# [Brief]
Pull out every line in the records that contains the word "clicks". Treat upper and lower case as different.

Segment Start: Provided entries

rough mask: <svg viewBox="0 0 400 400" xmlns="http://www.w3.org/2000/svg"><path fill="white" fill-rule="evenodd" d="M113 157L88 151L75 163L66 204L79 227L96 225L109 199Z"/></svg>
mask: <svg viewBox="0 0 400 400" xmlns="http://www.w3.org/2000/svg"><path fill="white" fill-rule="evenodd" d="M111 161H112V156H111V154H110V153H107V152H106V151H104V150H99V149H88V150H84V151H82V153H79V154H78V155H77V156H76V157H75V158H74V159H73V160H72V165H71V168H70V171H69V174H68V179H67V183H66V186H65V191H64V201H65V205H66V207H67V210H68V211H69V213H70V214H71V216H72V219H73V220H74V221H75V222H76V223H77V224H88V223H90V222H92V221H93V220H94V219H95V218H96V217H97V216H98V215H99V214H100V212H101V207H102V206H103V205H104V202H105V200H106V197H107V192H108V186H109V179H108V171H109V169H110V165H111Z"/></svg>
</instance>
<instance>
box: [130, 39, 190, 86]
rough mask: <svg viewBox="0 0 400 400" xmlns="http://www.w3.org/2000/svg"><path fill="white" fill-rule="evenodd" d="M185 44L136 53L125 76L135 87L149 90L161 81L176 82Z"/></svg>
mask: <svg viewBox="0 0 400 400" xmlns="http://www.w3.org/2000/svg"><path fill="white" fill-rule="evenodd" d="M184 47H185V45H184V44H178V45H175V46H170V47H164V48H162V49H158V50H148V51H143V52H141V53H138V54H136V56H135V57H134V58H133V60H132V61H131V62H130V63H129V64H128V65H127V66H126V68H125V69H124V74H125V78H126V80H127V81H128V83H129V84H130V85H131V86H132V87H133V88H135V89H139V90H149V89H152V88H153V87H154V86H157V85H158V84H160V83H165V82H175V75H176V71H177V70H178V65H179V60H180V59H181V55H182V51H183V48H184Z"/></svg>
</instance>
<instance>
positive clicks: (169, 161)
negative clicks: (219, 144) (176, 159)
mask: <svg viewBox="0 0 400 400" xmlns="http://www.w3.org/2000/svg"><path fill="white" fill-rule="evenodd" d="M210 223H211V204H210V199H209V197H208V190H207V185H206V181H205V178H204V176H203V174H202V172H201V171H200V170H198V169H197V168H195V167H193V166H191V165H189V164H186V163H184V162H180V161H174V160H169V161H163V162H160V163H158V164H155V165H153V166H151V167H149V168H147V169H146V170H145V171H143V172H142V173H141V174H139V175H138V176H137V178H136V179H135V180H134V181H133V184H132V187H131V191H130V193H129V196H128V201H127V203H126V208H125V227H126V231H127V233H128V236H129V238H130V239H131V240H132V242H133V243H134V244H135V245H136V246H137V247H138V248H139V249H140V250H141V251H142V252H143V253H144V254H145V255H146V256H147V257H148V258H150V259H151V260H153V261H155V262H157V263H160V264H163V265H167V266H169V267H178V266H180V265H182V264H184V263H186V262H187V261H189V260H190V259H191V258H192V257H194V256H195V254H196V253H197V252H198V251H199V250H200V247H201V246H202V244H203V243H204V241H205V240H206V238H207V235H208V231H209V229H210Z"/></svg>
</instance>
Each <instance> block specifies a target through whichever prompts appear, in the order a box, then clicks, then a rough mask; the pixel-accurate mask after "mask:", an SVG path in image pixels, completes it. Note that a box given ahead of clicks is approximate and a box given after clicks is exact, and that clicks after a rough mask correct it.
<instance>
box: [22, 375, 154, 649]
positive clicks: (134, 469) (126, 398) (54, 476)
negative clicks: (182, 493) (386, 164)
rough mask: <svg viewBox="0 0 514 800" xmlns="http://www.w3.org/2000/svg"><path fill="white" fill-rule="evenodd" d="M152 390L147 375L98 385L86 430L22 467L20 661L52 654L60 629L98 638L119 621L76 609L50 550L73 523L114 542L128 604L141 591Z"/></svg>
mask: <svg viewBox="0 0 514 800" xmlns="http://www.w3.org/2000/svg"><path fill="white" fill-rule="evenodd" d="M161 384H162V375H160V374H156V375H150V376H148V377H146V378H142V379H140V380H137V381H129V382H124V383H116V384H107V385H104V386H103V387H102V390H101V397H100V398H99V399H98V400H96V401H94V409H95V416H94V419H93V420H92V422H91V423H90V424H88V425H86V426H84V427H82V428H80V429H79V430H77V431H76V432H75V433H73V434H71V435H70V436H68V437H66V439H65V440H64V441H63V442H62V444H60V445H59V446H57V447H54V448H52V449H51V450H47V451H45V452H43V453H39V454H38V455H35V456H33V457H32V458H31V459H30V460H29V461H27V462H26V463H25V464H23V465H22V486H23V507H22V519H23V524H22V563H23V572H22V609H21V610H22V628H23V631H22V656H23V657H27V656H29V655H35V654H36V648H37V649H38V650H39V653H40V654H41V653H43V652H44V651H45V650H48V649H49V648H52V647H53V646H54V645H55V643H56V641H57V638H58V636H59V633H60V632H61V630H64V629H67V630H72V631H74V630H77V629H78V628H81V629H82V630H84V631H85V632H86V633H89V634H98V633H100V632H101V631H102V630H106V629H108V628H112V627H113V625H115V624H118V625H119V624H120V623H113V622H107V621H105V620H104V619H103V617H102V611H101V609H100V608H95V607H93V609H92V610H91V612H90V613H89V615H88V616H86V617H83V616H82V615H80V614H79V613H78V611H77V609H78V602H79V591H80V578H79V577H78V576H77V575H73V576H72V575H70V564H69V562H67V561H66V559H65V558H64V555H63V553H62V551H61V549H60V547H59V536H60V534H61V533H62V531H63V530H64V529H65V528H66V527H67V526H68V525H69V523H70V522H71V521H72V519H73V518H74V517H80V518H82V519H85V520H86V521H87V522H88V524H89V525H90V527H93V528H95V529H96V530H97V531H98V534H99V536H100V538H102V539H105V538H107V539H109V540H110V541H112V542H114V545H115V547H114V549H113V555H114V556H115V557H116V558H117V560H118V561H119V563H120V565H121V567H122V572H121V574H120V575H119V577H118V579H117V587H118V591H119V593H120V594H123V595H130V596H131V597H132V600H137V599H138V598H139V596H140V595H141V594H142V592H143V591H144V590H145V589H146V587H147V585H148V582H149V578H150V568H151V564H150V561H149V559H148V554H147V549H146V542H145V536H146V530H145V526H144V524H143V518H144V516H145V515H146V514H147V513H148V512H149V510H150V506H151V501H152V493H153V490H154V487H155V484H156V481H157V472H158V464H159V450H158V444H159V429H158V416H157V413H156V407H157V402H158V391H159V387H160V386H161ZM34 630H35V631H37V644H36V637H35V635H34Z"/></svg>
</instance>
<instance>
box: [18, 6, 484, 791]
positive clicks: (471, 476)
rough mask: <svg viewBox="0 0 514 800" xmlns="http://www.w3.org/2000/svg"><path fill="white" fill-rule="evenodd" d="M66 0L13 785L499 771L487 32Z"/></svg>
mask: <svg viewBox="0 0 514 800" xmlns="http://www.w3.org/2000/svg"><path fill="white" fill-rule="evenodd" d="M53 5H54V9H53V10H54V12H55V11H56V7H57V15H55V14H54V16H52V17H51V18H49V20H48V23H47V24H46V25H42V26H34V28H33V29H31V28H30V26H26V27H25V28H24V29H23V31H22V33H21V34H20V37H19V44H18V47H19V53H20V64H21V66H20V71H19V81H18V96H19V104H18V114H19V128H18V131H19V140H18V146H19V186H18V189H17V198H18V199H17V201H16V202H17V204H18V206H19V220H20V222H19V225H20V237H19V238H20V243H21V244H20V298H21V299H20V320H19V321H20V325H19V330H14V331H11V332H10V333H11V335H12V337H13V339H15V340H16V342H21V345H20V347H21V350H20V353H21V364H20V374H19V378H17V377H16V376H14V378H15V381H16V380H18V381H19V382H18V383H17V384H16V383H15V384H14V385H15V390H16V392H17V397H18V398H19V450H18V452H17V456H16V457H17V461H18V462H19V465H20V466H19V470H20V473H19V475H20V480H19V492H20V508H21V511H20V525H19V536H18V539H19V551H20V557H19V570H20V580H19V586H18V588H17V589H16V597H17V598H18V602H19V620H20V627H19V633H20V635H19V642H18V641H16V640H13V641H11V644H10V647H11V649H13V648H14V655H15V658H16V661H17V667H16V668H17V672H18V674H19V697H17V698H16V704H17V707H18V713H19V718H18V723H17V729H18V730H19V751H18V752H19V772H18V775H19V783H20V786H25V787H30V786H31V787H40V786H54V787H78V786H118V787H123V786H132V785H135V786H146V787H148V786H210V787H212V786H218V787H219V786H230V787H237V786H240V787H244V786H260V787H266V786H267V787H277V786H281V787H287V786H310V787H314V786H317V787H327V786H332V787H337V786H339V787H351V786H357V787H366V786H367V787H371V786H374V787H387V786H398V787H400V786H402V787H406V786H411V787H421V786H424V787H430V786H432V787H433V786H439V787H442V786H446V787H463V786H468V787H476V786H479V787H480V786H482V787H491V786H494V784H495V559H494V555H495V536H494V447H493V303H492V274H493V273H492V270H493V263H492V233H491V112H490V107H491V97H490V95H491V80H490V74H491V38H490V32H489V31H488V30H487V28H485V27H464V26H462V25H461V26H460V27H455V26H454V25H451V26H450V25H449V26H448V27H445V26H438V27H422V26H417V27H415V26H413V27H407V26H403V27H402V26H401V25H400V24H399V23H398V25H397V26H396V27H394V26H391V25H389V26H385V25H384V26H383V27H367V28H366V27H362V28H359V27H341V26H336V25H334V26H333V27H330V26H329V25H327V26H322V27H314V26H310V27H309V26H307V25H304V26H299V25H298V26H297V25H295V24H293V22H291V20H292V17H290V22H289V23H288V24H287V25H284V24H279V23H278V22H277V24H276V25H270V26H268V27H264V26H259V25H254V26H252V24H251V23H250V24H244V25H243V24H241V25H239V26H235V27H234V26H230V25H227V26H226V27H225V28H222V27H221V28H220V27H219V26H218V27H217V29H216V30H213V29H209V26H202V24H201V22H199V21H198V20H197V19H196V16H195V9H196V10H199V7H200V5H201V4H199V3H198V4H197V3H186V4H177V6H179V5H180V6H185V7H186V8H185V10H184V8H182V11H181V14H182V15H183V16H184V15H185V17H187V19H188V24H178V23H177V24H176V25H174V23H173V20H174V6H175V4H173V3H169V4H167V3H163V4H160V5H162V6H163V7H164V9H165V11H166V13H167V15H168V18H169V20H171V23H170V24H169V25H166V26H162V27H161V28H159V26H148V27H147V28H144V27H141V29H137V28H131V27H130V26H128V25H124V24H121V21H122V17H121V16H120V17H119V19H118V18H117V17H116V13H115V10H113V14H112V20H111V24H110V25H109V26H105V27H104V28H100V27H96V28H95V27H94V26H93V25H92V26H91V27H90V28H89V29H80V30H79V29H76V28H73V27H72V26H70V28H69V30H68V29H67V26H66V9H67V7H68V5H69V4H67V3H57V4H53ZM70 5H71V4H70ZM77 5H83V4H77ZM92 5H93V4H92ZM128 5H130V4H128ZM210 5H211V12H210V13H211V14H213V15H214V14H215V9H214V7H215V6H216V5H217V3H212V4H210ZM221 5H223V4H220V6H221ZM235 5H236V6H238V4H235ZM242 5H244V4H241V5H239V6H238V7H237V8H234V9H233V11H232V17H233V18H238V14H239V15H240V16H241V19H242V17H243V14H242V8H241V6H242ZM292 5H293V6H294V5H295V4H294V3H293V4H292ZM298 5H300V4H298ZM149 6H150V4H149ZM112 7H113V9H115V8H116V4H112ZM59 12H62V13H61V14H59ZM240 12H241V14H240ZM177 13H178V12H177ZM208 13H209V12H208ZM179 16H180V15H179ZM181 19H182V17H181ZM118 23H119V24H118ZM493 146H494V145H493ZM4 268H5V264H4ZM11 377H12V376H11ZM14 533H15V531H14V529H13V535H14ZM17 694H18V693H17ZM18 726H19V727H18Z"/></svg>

Segment End: Provided entries

# [Exercise answer]
positive clicks: (169, 161)
negative clicks: (219, 144) (176, 159)
Each <instance> block specifies a target through whichever prompts appear, in the order a box, then clicks, then a rough mask; the pixel-accurate mask after "mask:", an SVG path in image pixels, completes it. Note that a box given ahead of clicks is approximate and a box given after clicks is exact, and that clicks after a rough mask correct it.
positive clicks: (134, 469) (126, 398) (54, 476)
negative clicks: (182, 493) (386, 164)
positive clicks: (471, 476)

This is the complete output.